_TASK INSTRUCTIONS_
Rewrite every line of the data from its beginning through the line containing "132;346;417;429", shifting each bounding-box coordinate by -100 and leaving all other text unchanged.
____
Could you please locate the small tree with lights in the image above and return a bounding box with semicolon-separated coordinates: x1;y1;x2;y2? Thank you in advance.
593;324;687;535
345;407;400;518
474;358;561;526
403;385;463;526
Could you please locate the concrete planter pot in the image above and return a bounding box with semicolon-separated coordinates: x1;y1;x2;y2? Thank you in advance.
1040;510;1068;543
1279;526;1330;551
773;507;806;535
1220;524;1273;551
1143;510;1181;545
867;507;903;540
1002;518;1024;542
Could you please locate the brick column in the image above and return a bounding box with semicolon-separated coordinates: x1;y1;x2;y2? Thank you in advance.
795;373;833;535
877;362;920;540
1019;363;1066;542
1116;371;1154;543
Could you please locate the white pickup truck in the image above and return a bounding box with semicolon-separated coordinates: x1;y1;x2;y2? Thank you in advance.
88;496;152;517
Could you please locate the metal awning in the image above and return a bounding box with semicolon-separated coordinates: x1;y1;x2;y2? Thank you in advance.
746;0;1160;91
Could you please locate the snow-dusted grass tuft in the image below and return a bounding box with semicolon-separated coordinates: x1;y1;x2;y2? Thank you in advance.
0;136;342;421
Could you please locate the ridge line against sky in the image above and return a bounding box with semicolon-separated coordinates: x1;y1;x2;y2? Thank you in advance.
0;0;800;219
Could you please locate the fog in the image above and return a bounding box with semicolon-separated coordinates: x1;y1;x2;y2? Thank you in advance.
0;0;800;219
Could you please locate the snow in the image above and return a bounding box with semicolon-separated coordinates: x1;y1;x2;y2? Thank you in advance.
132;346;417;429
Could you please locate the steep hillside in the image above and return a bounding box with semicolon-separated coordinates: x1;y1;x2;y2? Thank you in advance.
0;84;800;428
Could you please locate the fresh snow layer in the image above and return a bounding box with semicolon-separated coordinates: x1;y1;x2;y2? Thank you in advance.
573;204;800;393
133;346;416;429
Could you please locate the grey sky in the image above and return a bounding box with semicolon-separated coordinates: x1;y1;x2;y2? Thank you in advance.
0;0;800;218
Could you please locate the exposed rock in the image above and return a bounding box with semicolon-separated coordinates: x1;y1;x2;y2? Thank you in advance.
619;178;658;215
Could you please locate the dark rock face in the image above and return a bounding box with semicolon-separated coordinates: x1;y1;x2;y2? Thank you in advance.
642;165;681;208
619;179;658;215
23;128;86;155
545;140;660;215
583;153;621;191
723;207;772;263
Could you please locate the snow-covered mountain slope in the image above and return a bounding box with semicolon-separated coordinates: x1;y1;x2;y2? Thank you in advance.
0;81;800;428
____
_FULL SOLUTION_
Could you please locate the small tree with lights in the image above and return a bounding box with semicolon-separated coordinates: x1;y1;x2;y2? Thank you in advance.
493;224;587;435
245;307;300;418
374;258;461;426
303;285;363;426
Could you please locate the concrete planter pot in the image above and return a bounding box with semicolon-separated coordinates: x1;y1;x2;y2? Thank you in advance.
940;410;968;443
1179;426;1230;451
673;407;706;435
1120;424;1173;451
1043;410;1081;445
767;407;803;440
902;418;924;442
Could you please locate the brick column in the image above and return a bounding box with semicolon-separated coordinates: x1;y1;x2;y2? Thank you in advance.
695;273;733;435
777;262;820;440
919;263;966;442
1016;271;1054;443
Could you please locate the white pickup truck in the image above and return a bounding box with semicolon-separated coordinates: x1;y1;x2;y2? Thank you in advance.
-12;396;52;417
Could you please locate the metal awning in the image above and return a bounding box with semicolon-separated coordinates: x1;y1;x2;y2? Thank you in advance.
646;-100;1060;-9
Could you please locate the snow-dusted grass tuft in the image below and return a bounding box with semicolon-separated coordinates: x1;y1;x2;y2? Thank you in advance.
-100;36;242;321
Could you please locate the ridge line against sky in the image above and return a bounding box with semicolon-separated coordinates: x1;y1;x2;y2? Thank you in advance.
-100;-100;700;119
Could you please locate the fog in the image above and return a bounding box with semicolon-separated coordinates: x1;y1;x2;y2? Thank you in advance.
-100;-100;700;119
Could you please locate the snow in the image above and return a bounding box with semicolon-separated coordinates: x1;y1;x2;y2? Thank you in advance.
32;246;317;329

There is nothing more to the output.